▶ Source records
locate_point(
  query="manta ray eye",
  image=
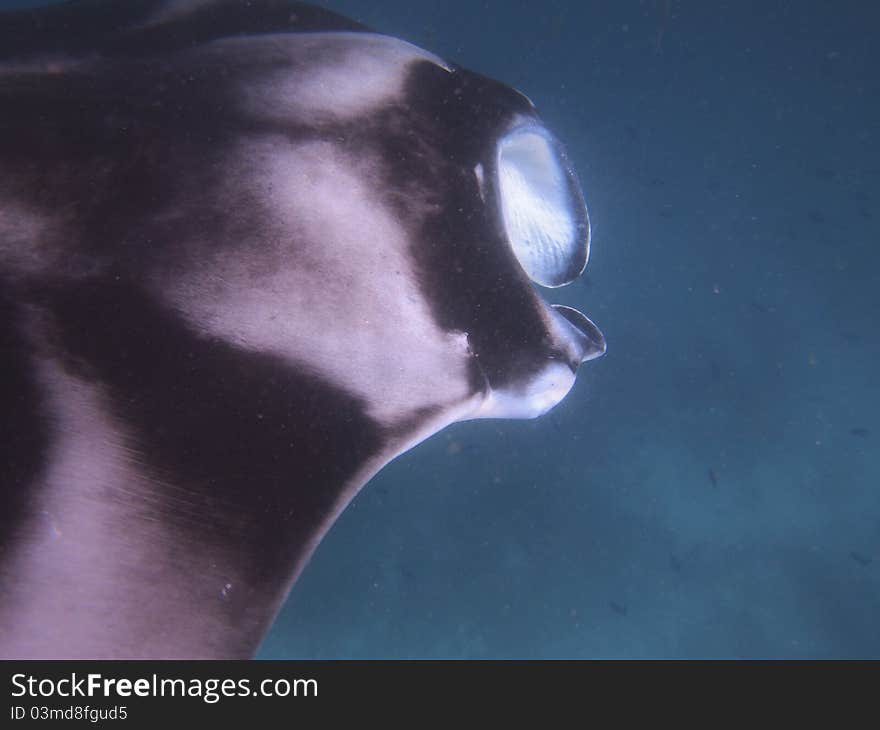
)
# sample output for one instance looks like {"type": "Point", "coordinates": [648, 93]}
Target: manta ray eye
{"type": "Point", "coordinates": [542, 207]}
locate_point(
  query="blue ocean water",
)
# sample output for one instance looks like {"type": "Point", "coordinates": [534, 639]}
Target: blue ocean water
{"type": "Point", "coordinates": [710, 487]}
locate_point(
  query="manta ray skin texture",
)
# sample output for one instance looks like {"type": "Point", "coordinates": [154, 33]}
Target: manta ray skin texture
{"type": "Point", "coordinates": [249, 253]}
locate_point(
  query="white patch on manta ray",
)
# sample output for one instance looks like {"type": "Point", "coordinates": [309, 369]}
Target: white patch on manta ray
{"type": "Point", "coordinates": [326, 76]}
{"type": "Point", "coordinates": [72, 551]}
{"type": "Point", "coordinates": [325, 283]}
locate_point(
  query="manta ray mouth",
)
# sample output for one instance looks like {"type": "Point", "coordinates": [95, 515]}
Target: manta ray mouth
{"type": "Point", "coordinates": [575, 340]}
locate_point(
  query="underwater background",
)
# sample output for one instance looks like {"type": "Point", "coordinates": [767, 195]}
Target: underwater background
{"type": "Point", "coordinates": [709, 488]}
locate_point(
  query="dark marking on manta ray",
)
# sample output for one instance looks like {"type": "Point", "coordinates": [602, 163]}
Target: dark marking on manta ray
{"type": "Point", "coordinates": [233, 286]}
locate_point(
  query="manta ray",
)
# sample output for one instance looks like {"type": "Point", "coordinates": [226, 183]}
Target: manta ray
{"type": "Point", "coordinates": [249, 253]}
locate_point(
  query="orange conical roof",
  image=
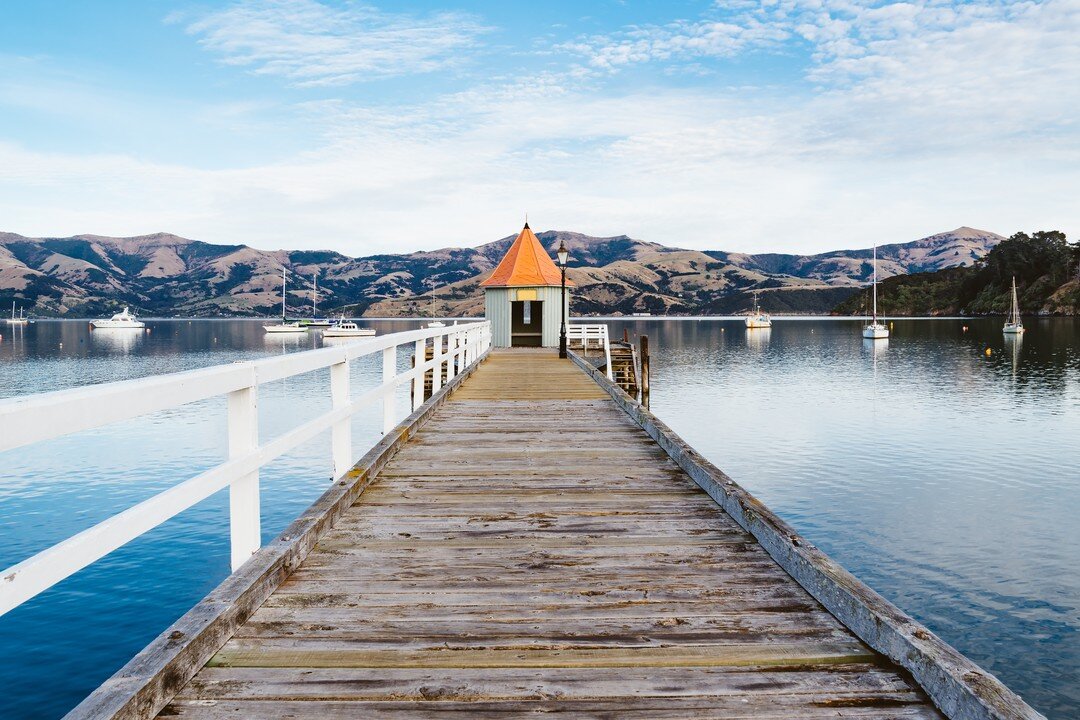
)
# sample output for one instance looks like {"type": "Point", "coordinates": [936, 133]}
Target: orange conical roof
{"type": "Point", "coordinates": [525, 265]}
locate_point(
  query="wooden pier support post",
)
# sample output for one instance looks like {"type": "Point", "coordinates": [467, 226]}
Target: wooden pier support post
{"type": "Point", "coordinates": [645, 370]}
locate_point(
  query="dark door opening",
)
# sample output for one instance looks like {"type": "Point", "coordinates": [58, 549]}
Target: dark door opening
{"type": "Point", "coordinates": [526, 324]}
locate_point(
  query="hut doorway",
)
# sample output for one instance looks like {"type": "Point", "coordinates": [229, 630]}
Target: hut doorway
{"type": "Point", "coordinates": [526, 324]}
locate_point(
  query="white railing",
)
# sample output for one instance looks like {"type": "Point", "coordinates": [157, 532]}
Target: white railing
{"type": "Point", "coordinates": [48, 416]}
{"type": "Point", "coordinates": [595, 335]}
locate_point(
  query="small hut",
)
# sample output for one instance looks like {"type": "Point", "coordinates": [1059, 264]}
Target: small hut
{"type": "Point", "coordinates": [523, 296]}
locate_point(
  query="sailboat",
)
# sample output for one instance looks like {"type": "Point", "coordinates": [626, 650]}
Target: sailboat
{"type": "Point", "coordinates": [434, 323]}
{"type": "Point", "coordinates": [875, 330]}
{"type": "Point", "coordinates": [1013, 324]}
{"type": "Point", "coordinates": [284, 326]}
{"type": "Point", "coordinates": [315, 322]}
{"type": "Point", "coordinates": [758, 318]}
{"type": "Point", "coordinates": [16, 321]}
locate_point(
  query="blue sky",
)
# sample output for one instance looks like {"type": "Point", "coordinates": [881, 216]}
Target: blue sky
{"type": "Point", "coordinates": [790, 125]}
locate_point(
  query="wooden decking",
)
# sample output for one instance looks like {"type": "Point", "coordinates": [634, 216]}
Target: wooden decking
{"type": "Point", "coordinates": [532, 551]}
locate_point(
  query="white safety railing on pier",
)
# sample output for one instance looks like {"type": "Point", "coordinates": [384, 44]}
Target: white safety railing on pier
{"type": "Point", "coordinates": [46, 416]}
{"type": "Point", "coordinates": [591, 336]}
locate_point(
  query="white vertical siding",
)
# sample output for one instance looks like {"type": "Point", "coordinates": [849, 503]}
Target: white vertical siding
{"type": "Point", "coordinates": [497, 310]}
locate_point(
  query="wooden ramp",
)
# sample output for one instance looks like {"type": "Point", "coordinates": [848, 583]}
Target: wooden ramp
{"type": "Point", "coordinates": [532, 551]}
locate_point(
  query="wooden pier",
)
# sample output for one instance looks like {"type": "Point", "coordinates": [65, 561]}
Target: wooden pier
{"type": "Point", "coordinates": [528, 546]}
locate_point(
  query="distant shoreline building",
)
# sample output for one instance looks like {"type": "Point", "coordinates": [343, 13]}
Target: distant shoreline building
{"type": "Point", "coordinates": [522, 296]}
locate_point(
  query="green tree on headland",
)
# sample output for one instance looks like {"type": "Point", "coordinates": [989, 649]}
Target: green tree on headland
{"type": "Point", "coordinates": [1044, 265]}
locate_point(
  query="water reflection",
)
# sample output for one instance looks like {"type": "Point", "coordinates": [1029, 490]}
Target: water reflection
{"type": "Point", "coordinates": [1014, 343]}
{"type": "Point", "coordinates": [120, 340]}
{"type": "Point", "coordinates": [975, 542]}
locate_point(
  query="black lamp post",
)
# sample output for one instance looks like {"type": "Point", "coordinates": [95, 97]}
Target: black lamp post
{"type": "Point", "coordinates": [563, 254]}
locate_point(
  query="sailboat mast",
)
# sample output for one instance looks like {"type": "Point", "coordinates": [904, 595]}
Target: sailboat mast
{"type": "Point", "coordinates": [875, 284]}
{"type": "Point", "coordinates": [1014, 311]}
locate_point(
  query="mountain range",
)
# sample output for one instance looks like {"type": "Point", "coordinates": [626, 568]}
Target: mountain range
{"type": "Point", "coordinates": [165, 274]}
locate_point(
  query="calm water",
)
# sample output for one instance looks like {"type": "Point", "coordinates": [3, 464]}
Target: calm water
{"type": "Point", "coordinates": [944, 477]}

▶ Instruction
Write the records above out again exactly, with no pictures in your copy.

▶ The answer
locate_point(
  query="manta ray eye",
  image=
)
# sample output for one instance looks like {"type": "Point", "coordinates": [648, 93]}
Target: manta ray eye
{"type": "Point", "coordinates": [542, 207]}
locate_point(
  query="blue ocean water",
)
# sample output for one instance looks like {"type": "Point", "coordinates": [534, 639]}
Target: blue ocean water
{"type": "Point", "coordinates": [710, 487]}
locate_point(
  query="manta ray skin texture",
)
# sample output for one instance looks like {"type": "Point", "coordinates": [154, 33]}
Target: manta ray skin texture
{"type": "Point", "coordinates": [249, 253]}
locate_point(
  query="white patch on manta ray",
)
# sample output for one instance looks like {"type": "Point", "coordinates": [309, 369]}
Target: white patch on manta ray
{"type": "Point", "coordinates": [326, 76]}
{"type": "Point", "coordinates": [72, 551]}
{"type": "Point", "coordinates": [325, 283]}
locate_point(
  query="manta ray mouth",
)
# sample output for one instance looks like {"type": "Point", "coordinates": [95, 515]}
Target: manta ray mouth
{"type": "Point", "coordinates": [575, 340]}
locate_point(
  query="underwater background",
)
# sample output for one instance looks like {"type": "Point", "coordinates": [767, 195]}
Target: underwater background
{"type": "Point", "coordinates": [709, 488]}
locate_point(
  query="dark marking on manta ray",
)
# sample output for one instance looks like {"type": "Point", "coordinates": [602, 163]}
Target: dark marking on manta ray
{"type": "Point", "coordinates": [233, 286]}
locate_point(
  query="manta ray",
)
# sample output for one instance looks like {"type": "Point", "coordinates": [226, 183]}
Target: manta ray
{"type": "Point", "coordinates": [249, 253]}
locate_point(
  query="orange conical roof",
  image=
)
# sample output for one instance looks like {"type": "Point", "coordinates": [936, 133]}
Target: orange conical roof
{"type": "Point", "coordinates": [525, 265]}
locate_point(
  query="wooden pier support post",
)
# sample output for one instance looks like {"type": "Point", "coordinates": [467, 226]}
Target: wooden pier support post
{"type": "Point", "coordinates": [645, 370]}
locate_point(
  query="dark door opening",
)
# sample output for one instance looks like {"type": "Point", "coordinates": [58, 549]}
Target: dark door opening
{"type": "Point", "coordinates": [526, 324]}
locate_point(
  query="hut doorway",
)
# sample output for one instance looks like {"type": "Point", "coordinates": [229, 630]}
Target: hut doorway
{"type": "Point", "coordinates": [526, 324]}
locate_point(
  query="white railing",
)
# sample output for one instance looks like {"type": "Point", "coordinates": [157, 532]}
Target: white railing
{"type": "Point", "coordinates": [48, 416]}
{"type": "Point", "coordinates": [595, 335]}
locate_point(
  query="small hut",
)
# sample output for one instance looks like {"type": "Point", "coordinates": [1059, 264]}
Target: small hut
{"type": "Point", "coordinates": [523, 296]}
locate_point(
  query="sailboat",
)
# sample output for one instance looks like {"type": "Point", "coordinates": [626, 650]}
Target: sailboat
{"type": "Point", "coordinates": [434, 323]}
{"type": "Point", "coordinates": [875, 330]}
{"type": "Point", "coordinates": [1013, 324]}
{"type": "Point", "coordinates": [284, 326]}
{"type": "Point", "coordinates": [315, 322]}
{"type": "Point", "coordinates": [758, 318]}
{"type": "Point", "coordinates": [16, 321]}
locate_point(
  query="blue sky",
)
# sample output for one instance looks like {"type": "Point", "coordinates": [881, 216]}
Target: blue sky
{"type": "Point", "coordinates": [790, 125]}
locate_point(
  query="wooden decking",
)
# sample output for one instance looks like {"type": "Point", "coordinates": [634, 216]}
Target: wooden decking
{"type": "Point", "coordinates": [532, 551]}
locate_point(
  query="white safety railing on pier",
)
# sample output for one instance looks like {"type": "Point", "coordinates": [384, 44]}
Target: white safety railing on pier
{"type": "Point", "coordinates": [46, 416]}
{"type": "Point", "coordinates": [591, 336]}
locate_point(
  query="white vertical siding",
)
# sample output for one instance looks like {"type": "Point", "coordinates": [849, 503]}
Target: white vertical siding
{"type": "Point", "coordinates": [497, 310]}
locate_point(
  query="wooden ramp",
)
# sample output for one instance looks like {"type": "Point", "coordinates": [848, 583]}
Target: wooden ramp
{"type": "Point", "coordinates": [532, 551]}
locate_point(
  query="wooden pier",
)
# sample output for one instance looks like {"type": "Point", "coordinates": [65, 561]}
Target: wooden pier
{"type": "Point", "coordinates": [528, 546]}
locate_point(
  query="distant shoreline building",
)
# sample output for one instance looks like {"type": "Point", "coordinates": [343, 13]}
Target: distant shoreline building
{"type": "Point", "coordinates": [522, 296]}
locate_point(
  query="green tree on headland",
)
# sample output for one instance looks like {"type": "Point", "coordinates": [989, 649]}
Target: green tree on headland
{"type": "Point", "coordinates": [1044, 265]}
locate_point(
  query="water reflection",
)
# sample output for one instance looks like {"type": "Point", "coordinates": [1029, 490]}
Target: water reflection
{"type": "Point", "coordinates": [1014, 343]}
{"type": "Point", "coordinates": [120, 340]}
{"type": "Point", "coordinates": [975, 542]}
locate_point(
  query="black lamp post",
)
# sample output for one instance looks like {"type": "Point", "coordinates": [95, 97]}
Target: black lamp post
{"type": "Point", "coordinates": [563, 254]}
locate_point(
  query="sailboat mast",
)
# sample output for one instance looks like {"type": "Point", "coordinates": [904, 595]}
Target: sailboat mast
{"type": "Point", "coordinates": [875, 284]}
{"type": "Point", "coordinates": [1014, 311]}
locate_point(
  query="mountain range",
)
# sample output for one instance looks like {"type": "Point", "coordinates": [626, 568]}
Target: mountain range
{"type": "Point", "coordinates": [165, 274]}
locate_point(
  query="calm water",
)
# sample output for one instance looks like {"type": "Point", "coordinates": [3, 464]}
Target: calm water
{"type": "Point", "coordinates": [944, 477]}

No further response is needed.